*** SOURCE TEXT ***
In a significant ruling the Bombay High Court has said that it will be the responsibility of the Centre in case any faulty ventilators supplied by a Gujarat-based company through the PMCares Fund, cause deaths of Covid-19 patients.
In its verdict on Wednesday, a Division Bench comprising Justice Ravindra Ghuge and Justice B.U. Debadwar said that they would “not permit experimentation of ventilators which have undergone major repairs in treating the patients, since this would be causing a risk/health hazard to the patients, and unfortunately, the use of such ventilators may cause loss of life, which must be averted”.
After a submission by the Additional Solicitor-General of India Anil Singh, that a team expert doctors from New Delhi – one each from Ram Manohar Lohiya Hospital and Safdarjung Hospital – would visit the Government Medical College & Hospital, Aurangabad (GMCH) today to inspect the defective ventilators, the court has posted the matter for further hearing on June 7.
The matter pertains to 150 ventilators provided to the GMCH in April under the PM Care Fund which were supplied by Rajkot-based Jyoti CNC, of which around 133 were found to be defective or malfunctional. (IANS – May18).
A GMCH committee had submitted a report on the ventilators which suffered continuous breakdowns even after repairs, and hence the machines were not being used as a precautionary measure with the Maharashtra Congress Spokesperson Sachin Sawant raising the issue in a big way.
In their suo moto criminal PIL filed at the Aurangabad Bench, the judges said: “If the ventilators are found to be dysfunctional even after inspection/repairs, the manufacturer would be held liable and the Union of India shall press for replacement of such defective ventilators keeping in view that there exists a one-year manufacturer’s warranty in relation to each of such ventilator.”
To this, Singh hastily added that no casualty would occur since these ventilators will not be made operational in the treatment of the patients until the team of the doctors visiting GMCH Aurangabad (today) and representatives of the manufacturer ensure that the ventilators are upto desirable operational standards.
Chief Public Prosecutor D. R. Kale informed the court that since it would be extremely risky to use these defective ventilators, the GMCH Aurangabad and Ambejogai (Beed) would not use them till they are fully convinced that the machines are perfectly functional and could deliver the desired results while treating the patients.
CPP Kale made it clear that the GMCH does not “want to be blamed for a casualty, if it occurs on account of use of such ventilators” and since the GMCH does not have a service center in Aurangabad or Beed, the manufacturer (Jyoti CNC, Rajkot) should take them to its own repairing centers.
Justice Ghuge and Justice Debadwar said they expected the Centre to be firm with the manufacturer for supplying such defective ventilators, and if necessary, the court would order their return.
“In such a situation, it would be the responsibility of the Union of India to ensure that the defective ventilators are replaced with new functional ventilators. Manufacturing defects call for replacement under the warranty scheme,” the court said.
After the Congress and Sawant raised the issue in April, on May 15, Prime Minister Narendra Modi had ordered an audit of the installation and operation of all ventilators supplied around the country through the PMCF.
Of the 150 ventilators supplied by Jyoti CNC, Rajkot, to Maharashtra under the PMCF, 58 were installed but all are lying unused despite repairs, the company did install another 37, while the balance 55 were distributed to hospitals in Beed, Parbhani, Osmanabad and Hingoli, as er the GMCH Report last month.
*** End of SOURCE TEXT ***
WHAT THE TASK REQUIRES -
Translate this sentence from the news report on the ventilators into Spanish: "Justice Ghuge and Justice Debadwar said they expected the Centre to be firm with the manufacturer for supplying such defective ventilators, and if necessary, the court would order their return."
*** RECORD EXCERPTS ***
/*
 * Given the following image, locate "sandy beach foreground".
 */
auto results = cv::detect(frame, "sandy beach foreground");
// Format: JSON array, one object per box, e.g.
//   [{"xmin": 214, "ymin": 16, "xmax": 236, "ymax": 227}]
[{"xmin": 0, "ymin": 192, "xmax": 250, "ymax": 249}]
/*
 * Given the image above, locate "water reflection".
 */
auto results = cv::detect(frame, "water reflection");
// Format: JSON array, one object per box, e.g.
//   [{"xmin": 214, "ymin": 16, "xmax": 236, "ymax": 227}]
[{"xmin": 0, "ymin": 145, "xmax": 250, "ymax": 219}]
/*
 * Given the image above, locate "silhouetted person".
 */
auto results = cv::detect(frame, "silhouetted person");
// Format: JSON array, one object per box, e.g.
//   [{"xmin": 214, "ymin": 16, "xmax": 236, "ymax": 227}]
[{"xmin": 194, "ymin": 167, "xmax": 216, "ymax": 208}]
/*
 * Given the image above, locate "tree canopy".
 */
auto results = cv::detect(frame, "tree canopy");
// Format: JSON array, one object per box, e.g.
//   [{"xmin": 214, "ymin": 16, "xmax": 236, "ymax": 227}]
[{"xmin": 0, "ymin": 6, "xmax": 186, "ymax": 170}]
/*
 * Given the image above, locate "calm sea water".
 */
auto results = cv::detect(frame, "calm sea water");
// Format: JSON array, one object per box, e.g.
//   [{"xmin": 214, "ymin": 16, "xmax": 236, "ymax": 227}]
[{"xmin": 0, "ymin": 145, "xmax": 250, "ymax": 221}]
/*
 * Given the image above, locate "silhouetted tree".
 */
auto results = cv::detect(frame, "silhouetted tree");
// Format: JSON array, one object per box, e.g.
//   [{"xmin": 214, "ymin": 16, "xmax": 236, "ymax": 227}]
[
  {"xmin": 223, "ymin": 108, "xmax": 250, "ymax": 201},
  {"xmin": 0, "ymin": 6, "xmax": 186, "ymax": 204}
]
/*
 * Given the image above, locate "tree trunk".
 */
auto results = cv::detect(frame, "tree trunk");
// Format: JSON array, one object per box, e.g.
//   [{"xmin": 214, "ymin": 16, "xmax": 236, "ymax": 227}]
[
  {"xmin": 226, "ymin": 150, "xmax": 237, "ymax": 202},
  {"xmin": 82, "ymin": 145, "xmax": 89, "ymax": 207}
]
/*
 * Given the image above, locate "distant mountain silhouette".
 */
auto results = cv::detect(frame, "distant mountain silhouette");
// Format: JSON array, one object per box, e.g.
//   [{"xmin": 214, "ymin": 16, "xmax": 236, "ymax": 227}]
*** End of RECORD EXCERPTS ***
RESPONSE TO THE TASK -
El juez Ghuge y el juez Debadwar dijeron que esperaban que el Gobierno central se mostrara firme con el fabricante por haber suministrado esos ventiladores defectuosos y que, de ser necesario, el tribunal ordenaría su devolución.